Everyone has fears in their lives and whether it’s a fear of the dark, a fear of spiders or a fear of heights, fear is a healthy response to what your body perceives as danger. It’s when our fears become phobias that we need to develop ways of dealing with these strong reactions so they don’t take over our lives.
Fears vs phobias
Fear is an emotion experienced as a result of a perceived threat. One of our most basic survival mechanisms, fear is what tells us that we are in a potentially dangerous situation and is a healthy and normal reaction.
Phobias are an intense fear of something that actually poses no real danger. Phobias are involuntary and create an inappropriate sense of irrational terror.
When does a fear become a phobia?
Everyone experiences rational fear – it is an essential survival mechanism – but it is when fears become irrational that they turn into phobias. Irrational fears are not helpful in any way and can begin to dictate how you live your life. Phobias can become extremely disruptive to day-to-day life as the irrationality of fear can lead to avoidance by the sufferer. Most phobias plant their seeds during childhood, but they can also develop in adulthood.
Signs of phobia usually include anxiety-related symptoms such as:
- Shortness of breath
- Numbness or tingling sensations
- Accelerated heart rate, pounding heart or heart palpitations
- Chest pain
- Fear of dying
- Sense of choking
- Light-headedness or feeling faint
- Sense of being detached from yourself
Fears and phobias in children
Fear in children is a common developmental occurrence. Research by The Child Anxiety Network estimates that 90% of kids between 2-14 years have at least one specific fear and that most of these fears are considered normal. Common fears in children include:
- 0-2 years: Loud noises, strangers, separation from parents, large objects.

### Given records
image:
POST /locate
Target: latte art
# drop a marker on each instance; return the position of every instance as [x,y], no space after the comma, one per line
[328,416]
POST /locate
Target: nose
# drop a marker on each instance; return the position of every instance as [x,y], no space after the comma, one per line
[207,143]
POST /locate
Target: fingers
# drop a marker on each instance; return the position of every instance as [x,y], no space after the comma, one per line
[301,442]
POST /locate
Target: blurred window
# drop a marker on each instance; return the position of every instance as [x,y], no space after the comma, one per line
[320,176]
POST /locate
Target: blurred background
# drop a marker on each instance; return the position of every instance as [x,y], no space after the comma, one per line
* * *
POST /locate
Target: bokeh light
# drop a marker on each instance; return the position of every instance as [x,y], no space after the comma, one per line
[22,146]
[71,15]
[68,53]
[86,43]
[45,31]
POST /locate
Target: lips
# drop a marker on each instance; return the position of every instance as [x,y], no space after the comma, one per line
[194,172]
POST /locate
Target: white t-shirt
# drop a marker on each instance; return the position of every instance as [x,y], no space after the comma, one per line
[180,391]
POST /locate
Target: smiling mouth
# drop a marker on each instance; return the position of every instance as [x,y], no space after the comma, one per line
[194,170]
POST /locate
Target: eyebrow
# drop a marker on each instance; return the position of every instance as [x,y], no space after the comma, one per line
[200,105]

### Assignment
Answer these about the fears and phobias text, one line each:
(a) When do most phobias plant their seeds?
(b) What share of kids between 2-14 years have at least one specific fear, according to research by The Child Anxiety Network?
(c) Which fears does the text list as common in children aged 0-2 years?

### Finished exercise
(a) During childhood, though they can also develop in adulthood.
(b) 90%.
(c) Loud noises, strangers, separation from parents, and large objects.